Selon Sol Scharfstein, les Radhanites sont originaires de Babylone en Mésopotamie. En envoyant leurs fils étudier à la yeshiva, les Radhanites tissent des liens avec les personnages influents de la région. Par la suite, ces contacts leur sont utiles pour financer leur commerce[17].

Certains experts affirment que leur centre est la ville de Ravy (Rhagès) dans le nord de la Perse[18]. Enfin, d'autres pensent que le nom vient du persan rah (« chemin », « voie ») et dān (« celui qui sait »), ce qui ferait « celui qui connaît les chemins »[16]. Les langues occidentales dont le français ont ajouté le suffixe « -ite » au terme, comme c'est le cas généralement pour les ethnonymes et les mots issus de toponymes.

Activité commerciale des Radhanites

Alors que la plus grande partie du commerce entre l'Europe et l'Extrême-Orient est conduite jusque-là par des intermédiaires originaires de Perse ou d'Asie centrale, les Radhanites sont parmi les premiers à établir un réseau commercial qui s'étend de l'Europe occidentale jusqu'à l'est de l'Asie[19]. Ils sont également les seuls à faire du commerce entre l'Europe et le Proche-Orient au Haut Moyen Âge. Fait encore plus remarquable, ils mènent ce commerce intercontinental sur une base régulière et une période de temps étendue.

Les Radhanites (les Judaei) auraient été précédés par des marchands syriens chrétiens (les Syri) qui pratiquent le commerce entre l'Occident et l'Orient sous les Mérovingiens et fournissent les Cours royales du nord de l'Europe en produits précieux. Les sources diffèrent cependant sur l'existence d'une distinction claire entre Judaei et Syri. Maurice Lombard affirme qu'ils commercent des produits différents et connaissent leur apogée à des périodes différentes[20]. Avec la conquête du Proche-Orient par les musulmans, les Syri disparaissent[21].

§ Énoncé:
Répondez aux questions suivantes à partir de l'extrait sur les Radhanites.
1. Selon Sol Scharfstein, de quelle région les Radhanites sont-ils originaires ?
2. Quelle ville certains experts considèrent-ils comme leur centre ?
3. Selon Maurice Lombard, sur quels deux points les Judaei et les Syri diffèrent-ils ?

(Entrées de données enregistrées)

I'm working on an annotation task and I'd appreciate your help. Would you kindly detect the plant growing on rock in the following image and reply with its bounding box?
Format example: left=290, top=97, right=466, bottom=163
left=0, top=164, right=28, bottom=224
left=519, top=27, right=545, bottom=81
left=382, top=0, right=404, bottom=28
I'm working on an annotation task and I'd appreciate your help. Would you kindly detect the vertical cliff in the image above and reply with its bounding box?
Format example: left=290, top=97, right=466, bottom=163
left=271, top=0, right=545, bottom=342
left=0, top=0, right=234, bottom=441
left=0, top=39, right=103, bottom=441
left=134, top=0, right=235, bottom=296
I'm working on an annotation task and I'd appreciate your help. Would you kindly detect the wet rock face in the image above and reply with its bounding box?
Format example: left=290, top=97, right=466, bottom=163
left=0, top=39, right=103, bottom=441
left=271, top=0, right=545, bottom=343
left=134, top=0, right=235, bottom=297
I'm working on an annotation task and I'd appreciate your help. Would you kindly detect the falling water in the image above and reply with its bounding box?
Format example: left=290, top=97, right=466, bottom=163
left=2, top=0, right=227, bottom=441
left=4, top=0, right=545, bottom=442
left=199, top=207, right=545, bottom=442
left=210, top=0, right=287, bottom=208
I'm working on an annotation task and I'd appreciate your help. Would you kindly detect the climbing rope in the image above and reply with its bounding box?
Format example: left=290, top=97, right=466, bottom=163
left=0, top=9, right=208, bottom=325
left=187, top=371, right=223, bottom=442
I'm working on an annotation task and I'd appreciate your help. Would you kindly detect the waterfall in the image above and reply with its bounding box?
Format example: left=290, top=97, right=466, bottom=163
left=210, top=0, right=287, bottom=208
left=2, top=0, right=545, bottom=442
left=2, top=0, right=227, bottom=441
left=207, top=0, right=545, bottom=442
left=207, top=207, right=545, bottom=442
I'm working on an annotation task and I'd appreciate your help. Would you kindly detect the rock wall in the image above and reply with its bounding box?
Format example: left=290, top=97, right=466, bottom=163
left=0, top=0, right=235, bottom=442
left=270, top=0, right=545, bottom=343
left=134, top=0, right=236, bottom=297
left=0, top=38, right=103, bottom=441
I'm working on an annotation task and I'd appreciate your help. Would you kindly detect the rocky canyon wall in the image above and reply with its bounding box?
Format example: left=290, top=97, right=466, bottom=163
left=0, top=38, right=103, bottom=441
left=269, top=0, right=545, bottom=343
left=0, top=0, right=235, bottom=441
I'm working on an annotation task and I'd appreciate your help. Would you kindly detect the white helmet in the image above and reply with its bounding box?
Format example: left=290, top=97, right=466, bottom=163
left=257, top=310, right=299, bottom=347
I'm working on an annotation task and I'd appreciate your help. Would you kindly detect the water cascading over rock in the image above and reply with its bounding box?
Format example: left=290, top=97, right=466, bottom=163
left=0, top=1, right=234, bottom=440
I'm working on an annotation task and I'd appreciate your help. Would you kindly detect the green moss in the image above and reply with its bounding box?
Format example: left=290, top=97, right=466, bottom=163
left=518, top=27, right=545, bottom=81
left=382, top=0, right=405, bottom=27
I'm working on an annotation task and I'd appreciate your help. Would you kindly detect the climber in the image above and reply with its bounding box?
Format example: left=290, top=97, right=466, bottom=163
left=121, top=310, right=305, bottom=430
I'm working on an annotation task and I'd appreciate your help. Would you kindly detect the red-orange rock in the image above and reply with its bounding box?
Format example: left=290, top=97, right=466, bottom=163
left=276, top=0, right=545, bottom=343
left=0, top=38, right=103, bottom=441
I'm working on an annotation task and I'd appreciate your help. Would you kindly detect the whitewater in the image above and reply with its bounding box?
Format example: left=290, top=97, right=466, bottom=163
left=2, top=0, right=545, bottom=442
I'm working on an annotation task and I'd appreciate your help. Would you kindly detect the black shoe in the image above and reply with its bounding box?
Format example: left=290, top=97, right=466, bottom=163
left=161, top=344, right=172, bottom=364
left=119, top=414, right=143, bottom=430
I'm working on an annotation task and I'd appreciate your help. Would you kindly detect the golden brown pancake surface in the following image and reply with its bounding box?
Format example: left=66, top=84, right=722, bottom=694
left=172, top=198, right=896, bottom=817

---

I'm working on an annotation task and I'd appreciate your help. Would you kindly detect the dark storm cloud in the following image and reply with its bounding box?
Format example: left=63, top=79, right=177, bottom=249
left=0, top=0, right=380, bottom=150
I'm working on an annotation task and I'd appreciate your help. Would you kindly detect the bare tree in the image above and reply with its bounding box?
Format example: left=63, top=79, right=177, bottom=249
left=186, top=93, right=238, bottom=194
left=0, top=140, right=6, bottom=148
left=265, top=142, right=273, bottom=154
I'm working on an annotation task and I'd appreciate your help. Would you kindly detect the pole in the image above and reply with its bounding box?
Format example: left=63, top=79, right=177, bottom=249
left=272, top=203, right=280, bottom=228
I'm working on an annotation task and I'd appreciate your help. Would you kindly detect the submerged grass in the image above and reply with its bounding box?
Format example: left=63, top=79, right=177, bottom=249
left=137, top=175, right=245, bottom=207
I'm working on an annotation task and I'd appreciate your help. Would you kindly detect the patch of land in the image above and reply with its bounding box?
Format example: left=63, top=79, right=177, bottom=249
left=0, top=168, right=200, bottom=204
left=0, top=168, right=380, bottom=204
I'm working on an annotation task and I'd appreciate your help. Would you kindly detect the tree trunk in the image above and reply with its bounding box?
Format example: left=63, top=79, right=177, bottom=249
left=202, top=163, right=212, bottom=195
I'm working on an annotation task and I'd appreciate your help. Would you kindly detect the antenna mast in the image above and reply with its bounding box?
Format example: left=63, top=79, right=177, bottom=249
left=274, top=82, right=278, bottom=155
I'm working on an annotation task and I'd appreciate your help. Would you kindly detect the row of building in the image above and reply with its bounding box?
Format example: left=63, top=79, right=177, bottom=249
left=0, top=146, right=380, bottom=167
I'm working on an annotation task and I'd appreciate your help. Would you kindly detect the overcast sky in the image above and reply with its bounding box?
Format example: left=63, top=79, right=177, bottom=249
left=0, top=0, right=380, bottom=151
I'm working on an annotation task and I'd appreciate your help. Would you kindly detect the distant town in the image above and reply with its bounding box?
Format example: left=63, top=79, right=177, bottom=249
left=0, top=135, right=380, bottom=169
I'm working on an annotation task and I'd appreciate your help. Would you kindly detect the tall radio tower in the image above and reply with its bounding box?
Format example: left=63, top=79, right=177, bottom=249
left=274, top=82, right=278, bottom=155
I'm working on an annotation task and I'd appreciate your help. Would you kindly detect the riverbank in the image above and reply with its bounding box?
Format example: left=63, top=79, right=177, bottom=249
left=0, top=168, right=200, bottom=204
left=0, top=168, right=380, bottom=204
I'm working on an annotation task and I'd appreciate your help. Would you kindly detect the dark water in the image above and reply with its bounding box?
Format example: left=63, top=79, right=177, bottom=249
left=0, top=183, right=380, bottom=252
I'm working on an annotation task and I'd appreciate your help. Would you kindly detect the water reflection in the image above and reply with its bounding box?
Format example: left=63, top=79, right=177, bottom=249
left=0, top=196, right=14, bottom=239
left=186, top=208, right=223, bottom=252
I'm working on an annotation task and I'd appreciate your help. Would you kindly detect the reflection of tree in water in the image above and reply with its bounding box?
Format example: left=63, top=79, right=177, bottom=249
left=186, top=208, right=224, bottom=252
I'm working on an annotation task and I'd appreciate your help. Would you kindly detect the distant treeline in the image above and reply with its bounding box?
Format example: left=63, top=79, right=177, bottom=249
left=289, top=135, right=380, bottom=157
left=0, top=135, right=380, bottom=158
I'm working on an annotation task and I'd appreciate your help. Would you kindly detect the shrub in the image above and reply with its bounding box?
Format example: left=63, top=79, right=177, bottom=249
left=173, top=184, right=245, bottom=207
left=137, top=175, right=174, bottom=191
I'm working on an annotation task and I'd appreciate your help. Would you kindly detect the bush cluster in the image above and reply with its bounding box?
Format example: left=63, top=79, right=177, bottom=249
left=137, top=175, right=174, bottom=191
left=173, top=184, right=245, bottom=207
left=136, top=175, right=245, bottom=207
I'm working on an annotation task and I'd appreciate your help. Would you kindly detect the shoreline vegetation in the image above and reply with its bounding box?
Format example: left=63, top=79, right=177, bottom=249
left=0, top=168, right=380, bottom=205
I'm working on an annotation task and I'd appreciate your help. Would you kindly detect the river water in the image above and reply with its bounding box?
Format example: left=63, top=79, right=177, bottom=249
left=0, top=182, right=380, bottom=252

--

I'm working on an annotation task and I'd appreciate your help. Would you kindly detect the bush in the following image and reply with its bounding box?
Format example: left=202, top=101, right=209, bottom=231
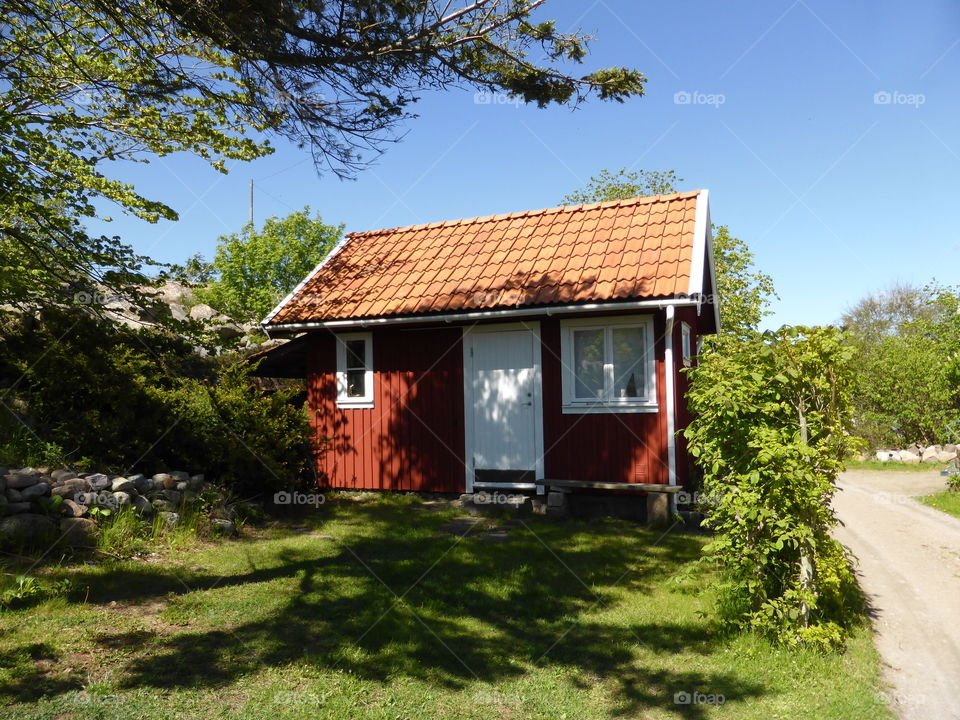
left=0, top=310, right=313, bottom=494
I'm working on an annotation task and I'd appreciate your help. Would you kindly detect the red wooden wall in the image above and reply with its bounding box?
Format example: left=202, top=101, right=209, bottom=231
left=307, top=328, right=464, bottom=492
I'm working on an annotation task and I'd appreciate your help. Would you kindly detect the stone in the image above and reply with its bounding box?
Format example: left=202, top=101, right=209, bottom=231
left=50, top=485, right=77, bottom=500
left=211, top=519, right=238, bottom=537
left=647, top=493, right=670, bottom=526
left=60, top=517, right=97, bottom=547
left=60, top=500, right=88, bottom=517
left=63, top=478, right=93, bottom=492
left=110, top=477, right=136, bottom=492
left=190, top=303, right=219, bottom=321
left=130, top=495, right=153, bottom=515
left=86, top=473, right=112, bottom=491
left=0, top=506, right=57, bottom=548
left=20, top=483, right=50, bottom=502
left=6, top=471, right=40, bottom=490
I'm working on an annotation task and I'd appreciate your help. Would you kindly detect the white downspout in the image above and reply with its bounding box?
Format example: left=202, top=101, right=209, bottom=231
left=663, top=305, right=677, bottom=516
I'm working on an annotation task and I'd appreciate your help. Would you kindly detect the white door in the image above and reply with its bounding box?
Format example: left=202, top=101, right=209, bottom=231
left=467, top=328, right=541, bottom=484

§ Corrigé:
1. De Babylone, en Mésopotamie.
2. La ville de Ravy (Rhagès), dans le nord de la Perse.
3. Ils commercent des produits différents et connaissent leur apogée à des périodes différentes.